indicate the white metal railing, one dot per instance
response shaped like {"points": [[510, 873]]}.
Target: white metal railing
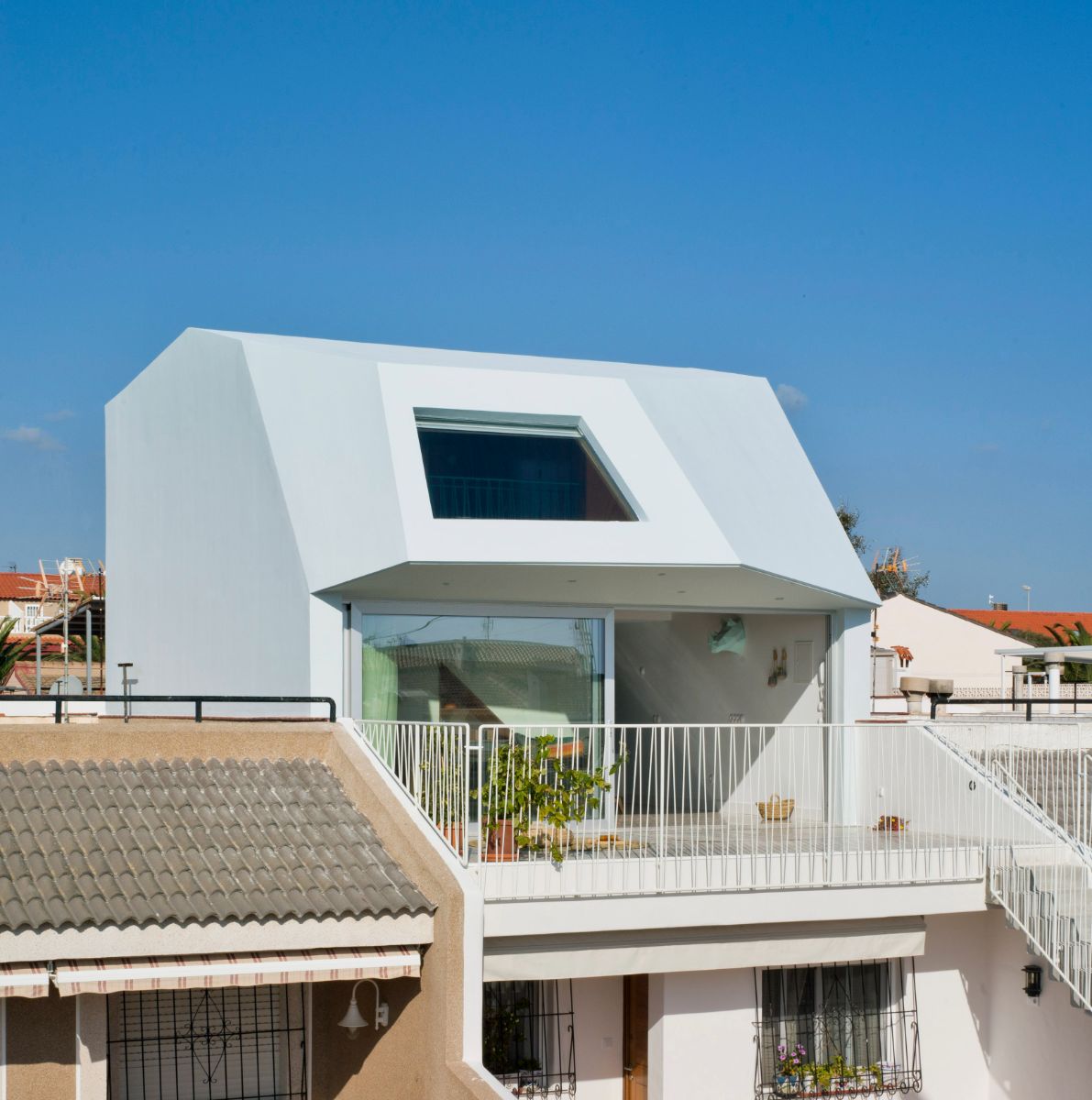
{"points": [[712, 808], [432, 762], [1037, 839]]}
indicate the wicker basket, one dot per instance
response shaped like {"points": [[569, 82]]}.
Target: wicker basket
{"points": [[777, 808]]}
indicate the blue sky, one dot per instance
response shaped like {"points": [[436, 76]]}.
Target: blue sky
{"points": [[885, 208]]}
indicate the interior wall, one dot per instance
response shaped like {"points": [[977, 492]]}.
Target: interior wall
{"points": [[664, 670], [597, 1010]]}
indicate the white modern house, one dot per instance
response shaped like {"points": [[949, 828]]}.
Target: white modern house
{"points": [[600, 631]]}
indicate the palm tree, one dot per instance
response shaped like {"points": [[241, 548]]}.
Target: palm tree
{"points": [[10, 650]]}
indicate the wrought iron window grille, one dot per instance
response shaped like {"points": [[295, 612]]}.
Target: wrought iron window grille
{"points": [[237, 1043], [527, 1037], [846, 1029]]}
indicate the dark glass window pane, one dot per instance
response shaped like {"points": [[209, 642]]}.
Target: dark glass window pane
{"points": [[511, 476]]}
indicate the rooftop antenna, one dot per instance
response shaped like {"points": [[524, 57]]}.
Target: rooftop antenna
{"points": [[67, 569]]}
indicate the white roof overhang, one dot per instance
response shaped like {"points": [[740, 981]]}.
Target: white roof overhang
{"points": [[700, 588]]}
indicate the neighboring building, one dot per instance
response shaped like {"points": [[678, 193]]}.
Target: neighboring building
{"points": [[601, 646], [1036, 622], [33, 599], [943, 644], [195, 929]]}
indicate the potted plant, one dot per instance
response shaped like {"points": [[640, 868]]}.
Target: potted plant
{"points": [[532, 795], [844, 1077], [790, 1066]]}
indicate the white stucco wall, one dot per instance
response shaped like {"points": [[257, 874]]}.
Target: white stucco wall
{"points": [[252, 481], [944, 646], [207, 588], [664, 670], [701, 1035], [981, 1039], [597, 1006]]}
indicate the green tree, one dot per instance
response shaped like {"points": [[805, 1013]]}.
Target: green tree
{"points": [[1076, 635], [11, 649], [893, 576], [849, 520]]}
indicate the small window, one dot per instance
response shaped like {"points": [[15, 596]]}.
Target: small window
{"points": [[849, 1028], [239, 1043], [527, 1037], [515, 471]]}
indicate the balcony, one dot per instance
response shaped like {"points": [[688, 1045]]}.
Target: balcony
{"points": [[591, 811]]}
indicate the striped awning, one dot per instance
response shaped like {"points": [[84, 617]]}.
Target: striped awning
{"points": [[25, 979], [259, 968]]}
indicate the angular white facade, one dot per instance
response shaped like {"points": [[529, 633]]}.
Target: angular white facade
{"points": [[258, 485]]}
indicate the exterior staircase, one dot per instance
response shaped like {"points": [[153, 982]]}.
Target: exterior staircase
{"points": [[1038, 859]]}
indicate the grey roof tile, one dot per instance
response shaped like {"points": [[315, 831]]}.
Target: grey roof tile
{"points": [[137, 842]]}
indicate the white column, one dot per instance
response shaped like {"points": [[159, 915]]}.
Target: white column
{"points": [[1053, 661]]}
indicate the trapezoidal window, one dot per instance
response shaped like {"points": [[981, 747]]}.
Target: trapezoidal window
{"points": [[515, 471]]}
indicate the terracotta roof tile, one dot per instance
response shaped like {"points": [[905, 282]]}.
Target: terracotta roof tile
{"points": [[1033, 622]]}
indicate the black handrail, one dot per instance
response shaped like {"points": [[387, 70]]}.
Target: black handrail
{"points": [[936, 701], [196, 699]]}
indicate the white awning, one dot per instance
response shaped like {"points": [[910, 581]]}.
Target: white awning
{"points": [[208, 972], [25, 979], [665, 951]]}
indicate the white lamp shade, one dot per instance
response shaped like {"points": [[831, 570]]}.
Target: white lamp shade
{"points": [[352, 1018]]}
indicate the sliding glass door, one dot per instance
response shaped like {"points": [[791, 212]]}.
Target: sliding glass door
{"points": [[524, 670]]}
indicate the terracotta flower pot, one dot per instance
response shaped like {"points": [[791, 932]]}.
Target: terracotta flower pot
{"points": [[500, 842]]}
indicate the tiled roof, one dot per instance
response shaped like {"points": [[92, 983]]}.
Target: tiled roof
{"points": [[149, 842], [1033, 622], [28, 586]]}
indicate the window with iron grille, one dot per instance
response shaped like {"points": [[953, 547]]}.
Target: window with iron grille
{"points": [[840, 1029], [527, 1037], [239, 1043]]}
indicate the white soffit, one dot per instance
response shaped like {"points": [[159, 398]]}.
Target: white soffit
{"points": [[723, 588], [664, 952]]}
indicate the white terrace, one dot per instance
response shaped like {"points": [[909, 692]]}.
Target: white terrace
{"points": [[690, 808], [586, 812]]}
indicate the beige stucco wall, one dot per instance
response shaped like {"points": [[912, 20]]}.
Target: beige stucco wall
{"points": [[420, 1055], [41, 1048], [944, 646]]}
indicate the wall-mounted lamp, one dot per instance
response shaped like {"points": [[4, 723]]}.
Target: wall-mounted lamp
{"points": [[353, 1021], [1032, 980]]}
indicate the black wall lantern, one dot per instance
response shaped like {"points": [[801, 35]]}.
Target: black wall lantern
{"points": [[1032, 980]]}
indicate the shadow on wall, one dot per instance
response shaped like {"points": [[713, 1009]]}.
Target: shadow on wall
{"points": [[374, 1062], [41, 1048]]}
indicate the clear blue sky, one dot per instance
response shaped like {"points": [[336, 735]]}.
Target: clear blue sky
{"points": [[883, 207]]}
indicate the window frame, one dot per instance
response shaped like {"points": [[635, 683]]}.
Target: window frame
{"points": [[527, 424], [893, 1022], [292, 1026]]}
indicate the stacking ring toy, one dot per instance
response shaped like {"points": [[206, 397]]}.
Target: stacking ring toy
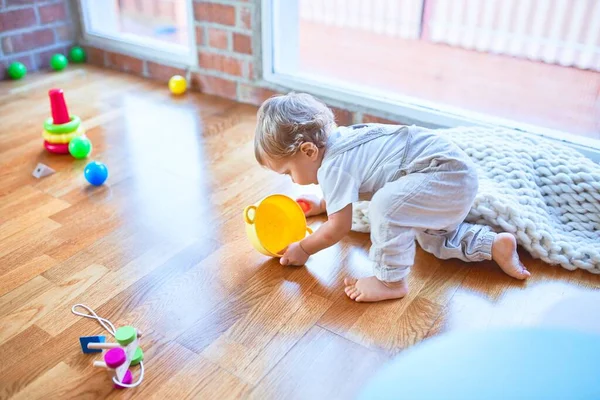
{"points": [[68, 127], [64, 137], [61, 128], [58, 148]]}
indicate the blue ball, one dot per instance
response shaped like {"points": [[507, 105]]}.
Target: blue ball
{"points": [[96, 173]]}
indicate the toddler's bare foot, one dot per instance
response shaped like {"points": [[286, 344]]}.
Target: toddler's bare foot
{"points": [[372, 289], [504, 252]]}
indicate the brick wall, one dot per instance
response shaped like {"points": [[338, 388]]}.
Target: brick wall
{"points": [[228, 45], [32, 30]]}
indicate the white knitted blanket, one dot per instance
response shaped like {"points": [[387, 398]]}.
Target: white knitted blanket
{"points": [[546, 194]]}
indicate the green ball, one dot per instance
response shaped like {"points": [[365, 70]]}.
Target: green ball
{"points": [[16, 70], [77, 55], [80, 147], [125, 335], [58, 62]]}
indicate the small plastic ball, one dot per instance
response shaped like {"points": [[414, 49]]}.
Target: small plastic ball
{"points": [[96, 173], [177, 84], [58, 62], [16, 70], [80, 147], [77, 55]]}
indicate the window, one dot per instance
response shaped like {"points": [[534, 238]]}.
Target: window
{"points": [[526, 64], [154, 29]]}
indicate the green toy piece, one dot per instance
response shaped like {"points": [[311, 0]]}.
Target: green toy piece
{"points": [[58, 62], [77, 55], [80, 147], [16, 70], [125, 335], [138, 356]]}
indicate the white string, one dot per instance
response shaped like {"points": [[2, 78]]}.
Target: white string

---+---

WORK TASK: Leave out any pictures, please, and quote only the lines from the top of the data through the line that contains "indicate the neighboring".

WRITTEN RESPONSE:
indicate the white metal railing, one dot per instance
response shaped like {"points": [[510, 873]]}.
Target: white metal railing
{"points": [[712, 808], [432, 762], [1037, 839]]}
indicate the wicker basket, one dot per instance
response shaped like {"points": [[569, 82]]}.
Target: wicker basket
{"points": [[777, 808]]}
indicate the blue sky, one dot per instance
response shaped like {"points": [[436, 76]]}.
Target: blue sky
{"points": [[885, 208]]}
indicate the interior wall, one dot per instance
response shaped like {"points": [[977, 492]]}.
Target: interior wall
{"points": [[664, 670], [597, 1010]]}
indicate the white modern house, one dot per instance
response shaped like {"points": [[949, 828]]}.
Target: white modern house
{"points": [[600, 631]]}
indicate the palm tree, one dot per instance
response shaped like {"points": [[241, 548]]}.
Target: palm tree
{"points": [[10, 650]]}
indicate the wrought iron window grille, one dot per instance
response shaped like {"points": [[295, 612]]}.
Target: wrought iron window grille
{"points": [[237, 1043], [527, 1037], [846, 1029]]}
indicate the dark glass window pane, one dot per instance
response shaped like {"points": [[209, 642]]}.
Target: dark glass window pane
{"points": [[511, 476]]}
indicate the rooftop antenna, one dot per instance
response shaped like {"points": [[524, 57]]}.
Target: rooftop antenna
{"points": [[67, 569]]}
indicate the white roof overhang, one dot per instance
response shaped like {"points": [[740, 981]]}.
Target: white roof overhang
{"points": [[700, 588]]}
indicate the neighboring building, one dot per instance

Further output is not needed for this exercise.